Excerpts of pointing data:
=-=-=

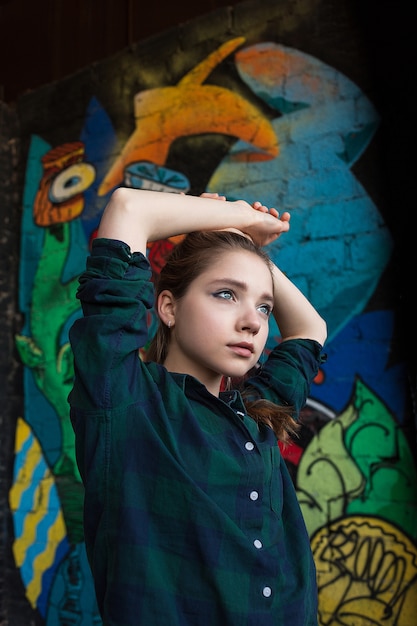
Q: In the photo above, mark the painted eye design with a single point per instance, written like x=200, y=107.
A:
x=226, y=294
x=265, y=309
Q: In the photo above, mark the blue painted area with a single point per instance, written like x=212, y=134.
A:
x=100, y=143
x=338, y=245
x=363, y=349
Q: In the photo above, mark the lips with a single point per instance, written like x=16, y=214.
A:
x=242, y=349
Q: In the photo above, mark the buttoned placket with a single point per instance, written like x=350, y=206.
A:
x=254, y=495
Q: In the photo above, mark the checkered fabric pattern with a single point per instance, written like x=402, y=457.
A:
x=191, y=517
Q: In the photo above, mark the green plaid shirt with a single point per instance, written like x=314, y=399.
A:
x=191, y=517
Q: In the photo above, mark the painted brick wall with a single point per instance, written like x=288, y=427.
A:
x=297, y=75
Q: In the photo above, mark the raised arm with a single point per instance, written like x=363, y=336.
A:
x=139, y=216
x=295, y=315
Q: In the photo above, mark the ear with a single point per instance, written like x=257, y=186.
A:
x=166, y=307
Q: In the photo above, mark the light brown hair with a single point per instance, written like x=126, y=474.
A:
x=186, y=262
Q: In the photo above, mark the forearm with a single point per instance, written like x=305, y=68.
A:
x=295, y=315
x=138, y=216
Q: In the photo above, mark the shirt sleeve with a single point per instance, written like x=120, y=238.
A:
x=116, y=294
x=286, y=376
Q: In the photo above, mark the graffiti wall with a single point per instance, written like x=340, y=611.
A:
x=252, y=115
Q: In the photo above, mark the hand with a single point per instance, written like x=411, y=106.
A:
x=268, y=230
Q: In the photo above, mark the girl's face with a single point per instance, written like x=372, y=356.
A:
x=221, y=324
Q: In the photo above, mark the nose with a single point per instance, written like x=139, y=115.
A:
x=250, y=322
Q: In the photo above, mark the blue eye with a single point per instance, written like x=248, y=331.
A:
x=265, y=309
x=224, y=293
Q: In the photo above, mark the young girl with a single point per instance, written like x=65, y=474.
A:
x=191, y=518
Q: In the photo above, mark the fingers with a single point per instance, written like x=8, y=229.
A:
x=214, y=196
x=258, y=206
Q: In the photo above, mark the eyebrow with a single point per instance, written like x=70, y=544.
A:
x=240, y=284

=-=-=

Put each line of the data above into a numbered list, skipping any blank lines. Leave the pictures out of your answer.

_OUTPUT:_
1. Q: In the photo above, mark the painted eye design with a single point per instance, written like x=200, y=107.
2. A:
3. x=226, y=294
4. x=265, y=309
5. Q: In the photo above, mark the blue painted area with a single point per instance, written like x=212, y=134.
6. A:
7. x=100, y=143
8. x=338, y=245
9. x=363, y=349
10. Q: In the photo above, mark the lips with a single point per instance, written like x=16, y=214.
11. A:
12. x=242, y=349
13. Q: In the photo above, mark the buttoned placket with a single point per instance, written like x=350, y=206.
14. A:
15. x=254, y=495
16. Q: In the photo above, mark the checkered fabric pattern with a single point per instance, written like x=402, y=457.
17. A:
18. x=191, y=517
19. Q: In the photo above, mark the green plaid shirt with a single point per instance, written like x=314, y=399.
20. A:
21. x=191, y=517
22. Q: In the photo above, mark the painted brick wall with a single point per instance, written like x=288, y=427.
23. A:
24. x=297, y=75
25. Q: In the photo above, mark the raised arm with a single point per instance, written like x=363, y=336.
26. A:
27. x=139, y=216
28. x=295, y=315
29. Q: In the photo above, mark the ear with a single point per instance, written like x=257, y=186.
30. A:
31. x=166, y=307
32. Q: In the photo above, mark the light brown hair with a single point per instance, written like x=126, y=474.
33. A:
34. x=186, y=262
35. Q: In the photo above, mark the forearm with a single point per instance, written like x=305, y=68.
36. A:
37. x=295, y=315
38. x=138, y=216
39. Q: In the photo above, mark the shirt sleeve with a single point per instance, written like x=120, y=238.
40. A:
41. x=116, y=294
42. x=286, y=376
43. Q: In the photo above, mark the graffiti wall with a single point per instance, written like x=340, y=611.
44. A:
45. x=252, y=115
46. Q: In the photo above, mark the hand with a single point per instance, written like x=411, y=106.
47. A:
48. x=268, y=230
49. Q: In the photo above, mark the girl's face with a single point per instance, written like x=372, y=356.
50. A:
51. x=221, y=324
52. Q: In the photo above, mark the nose with a single point per instance, written like x=139, y=115.
53. A:
54. x=250, y=322
55. Q: In the photo above, mark the blue eye with a single point per instance, written like x=248, y=331.
56. A:
57. x=265, y=309
58. x=224, y=293
59. Q: In the photo above, mark the young girl with a single point per instance, written like x=65, y=474.
60. A:
61. x=191, y=518
62. Q: In the photo above, mark the fingers with a single point per instance, written like x=8, y=229.
63. A:
64. x=214, y=196
65. x=258, y=206
66. Q: In the photo above, mark the eyebrow with a single point per instance, written like x=70, y=544.
67. A:
68. x=240, y=284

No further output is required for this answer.